DIRECTION: Please count the lines in the data below that contain the string "road", and reply with that number only.

(Source data)
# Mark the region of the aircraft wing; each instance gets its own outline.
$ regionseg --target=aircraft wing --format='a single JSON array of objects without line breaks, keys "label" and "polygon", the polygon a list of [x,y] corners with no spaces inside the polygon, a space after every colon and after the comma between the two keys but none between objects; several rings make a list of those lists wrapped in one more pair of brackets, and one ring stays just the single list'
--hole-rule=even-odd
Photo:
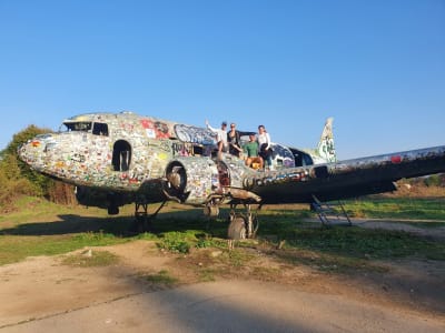
[{"label": "aircraft wing", "polygon": [[439,172],[445,172],[445,147],[283,169],[245,183],[263,203],[310,203],[313,195],[330,201],[389,192],[399,179]]}]

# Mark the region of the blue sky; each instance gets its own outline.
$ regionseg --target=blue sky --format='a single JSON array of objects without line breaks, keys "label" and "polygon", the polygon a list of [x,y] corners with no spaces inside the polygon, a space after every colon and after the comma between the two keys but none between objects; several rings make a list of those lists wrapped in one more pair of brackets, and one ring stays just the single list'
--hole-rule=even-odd
[{"label": "blue sky", "polygon": [[0,0],[0,149],[131,110],[337,154],[445,144],[444,0]]}]

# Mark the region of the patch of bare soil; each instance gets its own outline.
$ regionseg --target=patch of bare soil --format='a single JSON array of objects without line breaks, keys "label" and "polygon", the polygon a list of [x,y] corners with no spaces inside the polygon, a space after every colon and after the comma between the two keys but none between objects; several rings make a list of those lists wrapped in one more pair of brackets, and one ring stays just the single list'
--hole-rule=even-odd
[{"label": "patch of bare soil", "polygon": [[61,264],[65,255],[60,255],[0,266],[0,329],[171,287],[145,279],[160,271],[167,271],[178,284],[229,279],[268,281],[310,293],[343,295],[445,324],[444,262],[404,260],[380,263],[388,269],[384,273],[334,274],[289,264],[275,255],[285,250],[275,250],[274,254],[255,244],[243,251],[200,249],[187,255],[162,252],[149,241],[91,251],[112,252],[120,261],[105,268],[76,268]]}]

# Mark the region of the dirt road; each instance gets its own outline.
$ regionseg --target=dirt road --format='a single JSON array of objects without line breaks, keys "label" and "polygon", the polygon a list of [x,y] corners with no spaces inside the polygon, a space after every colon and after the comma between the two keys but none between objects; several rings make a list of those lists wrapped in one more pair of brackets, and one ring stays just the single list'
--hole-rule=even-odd
[{"label": "dirt road", "polygon": [[[162,254],[150,242],[93,249],[105,250],[119,255],[120,263],[72,268],[61,265],[60,256],[39,256],[1,266],[0,332],[445,331],[441,300],[432,312],[394,303],[398,282],[386,281],[382,290],[378,283],[339,281],[294,268],[279,281],[245,275],[202,283],[189,276],[185,264],[192,262],[179,265],[177,255]],[[167,286],[141,278],[160,270],[182,282]],[[441,271],[432,274],[433,282],[441,280]]]}]

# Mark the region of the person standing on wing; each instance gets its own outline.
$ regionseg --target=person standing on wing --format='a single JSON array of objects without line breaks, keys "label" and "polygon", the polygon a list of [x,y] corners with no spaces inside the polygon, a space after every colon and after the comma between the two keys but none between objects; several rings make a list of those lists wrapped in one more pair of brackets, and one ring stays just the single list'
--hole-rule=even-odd
[{"label": "person standing on wing", "polygon": [[271,147],[270,147],[270,135],[267,133],[266,128],[264,125],[258,127],[258,145],[259,145],[259,155],[266,161],[267,168],[269,170],[273,169],[271,165]]},{"label": "person standing on wing", "polygon": [[216,134],[216,142],[218,145],[218,159],[221,159],[221,152],[227,152],[228,148],[227,148],[227,122],[222,121],[221,123],[221,128],[218,129],[214,129],[212,127],[210,127],[209,122],[206,120],[206,125],[207,128],[214,132]]}]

REPLY: 3